START DATASET ROWS

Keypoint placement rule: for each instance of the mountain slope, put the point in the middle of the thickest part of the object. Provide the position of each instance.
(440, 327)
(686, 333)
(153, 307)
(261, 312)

END DATASET ROWS

◆ TO DO
Write out all the lines of the records again, requests included, adding 49 to each coordinate in the answers.

◆ REPLY TO THE TASK
Keypoint placement rule: for each instance of the mountain slope, put the point in the middle of the thickest part of the object. Provide the position of each instance.
(489, 376)
(735, 382)
(202, 356)
(310, 361)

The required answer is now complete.